● WHAT NEEDS TO BE DONE
Only the lines from the line containing "Where can you see the protest" to the end of the entries should be repeated, exactly as they appear.

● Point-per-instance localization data
┌──

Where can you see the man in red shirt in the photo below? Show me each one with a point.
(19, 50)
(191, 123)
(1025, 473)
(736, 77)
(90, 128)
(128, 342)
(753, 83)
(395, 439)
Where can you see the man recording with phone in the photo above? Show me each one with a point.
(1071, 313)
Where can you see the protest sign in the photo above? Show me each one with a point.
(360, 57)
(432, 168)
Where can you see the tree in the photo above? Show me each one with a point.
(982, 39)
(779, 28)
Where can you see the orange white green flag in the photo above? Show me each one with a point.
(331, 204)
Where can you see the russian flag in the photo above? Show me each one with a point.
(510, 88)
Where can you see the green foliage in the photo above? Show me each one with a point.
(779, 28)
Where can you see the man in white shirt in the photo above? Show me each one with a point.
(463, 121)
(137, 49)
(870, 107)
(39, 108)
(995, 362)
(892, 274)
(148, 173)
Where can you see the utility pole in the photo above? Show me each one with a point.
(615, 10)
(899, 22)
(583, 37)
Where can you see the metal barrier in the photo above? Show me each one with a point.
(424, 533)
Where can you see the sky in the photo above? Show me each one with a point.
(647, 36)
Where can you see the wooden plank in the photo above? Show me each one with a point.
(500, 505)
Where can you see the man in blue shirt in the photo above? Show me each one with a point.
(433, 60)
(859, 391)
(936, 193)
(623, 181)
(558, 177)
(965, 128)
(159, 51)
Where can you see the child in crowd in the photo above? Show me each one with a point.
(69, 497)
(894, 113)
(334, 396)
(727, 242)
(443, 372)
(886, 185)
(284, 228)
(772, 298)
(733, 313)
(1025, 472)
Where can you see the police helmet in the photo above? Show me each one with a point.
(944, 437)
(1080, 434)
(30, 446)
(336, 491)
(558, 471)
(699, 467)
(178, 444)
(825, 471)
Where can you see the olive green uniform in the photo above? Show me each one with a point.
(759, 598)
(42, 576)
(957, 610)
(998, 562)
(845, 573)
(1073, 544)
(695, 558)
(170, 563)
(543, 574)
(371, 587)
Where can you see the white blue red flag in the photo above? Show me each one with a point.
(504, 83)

└──

● EXPECTED ANSWER
Where can you see the protest sign in the photo above? Show me each one with a point.
(360, 57)
(432, 168)
Where can you see the tree in the photo above? Show me each one with a point.
(982, 39)
(779, 28)
Where can you see the orange white green flag in the photo above? Show me each one with a point.
(331, 204)
Where can you see the russian flag in the photo above? Show me each one with a point.
(510, 88)
Where can you see the green foliage in the photo above? Show me each one with a point.
(779, 28)
Where can you see the man in white shirt in the photo above? Show me each one with a point.
(463, 121)
(137, 49)
(870, 107)
(39, 108)
(995, 362)
(892, 274)
(148, 173)
Where can you see the utility pole in the photo above? Show me each one with a point.
(615, 10)
(899, 22)
(583, 37)
Where can you see the metal barrier in the photo above? Show me each one with a point.
(424, 533)
Where can you see the sky in the photo above? Show me each one with a point.
(647, 36)
Where can you see the wooden plank in the photo above? Show me each one with a point.
(500, 505)
Where can you see the man in blue shirt in the photo above? Show me each one with a point.
(433, 60)
(859, 391)
(936, 193)
(623, 181)
(558, 177)
(965, 128)
(159, 51)
Where can you see the child in crowd in the photo above? Show me each one with a point.
(69, 497)
(894, 113)
(334, 396)
(727, 242)
(443, 372)
(886, 185)
(284, 228)
(772, 298)
(733, 313)
(1025, 472)
Where can you see the police helmet in the photo above? Show me each one with a point.
(944, 437)
(1080, 434)
(30, 446)
(336, 491)
(558, 471)
(699, 467)
(178, 444)
(825, 471)
Where can you see the olive green uniform in the photo above? Show me each one with a point.
(759, 598)
(42, 576)
(957, 610)
(998, 562)
(845, 573)
(1073, 544)
(695, 558)
(170, 563)
(543, 574)
(371, 587)
Where can you see the white blue red flag in the photo above? Show me each one with a point.
(504, 83)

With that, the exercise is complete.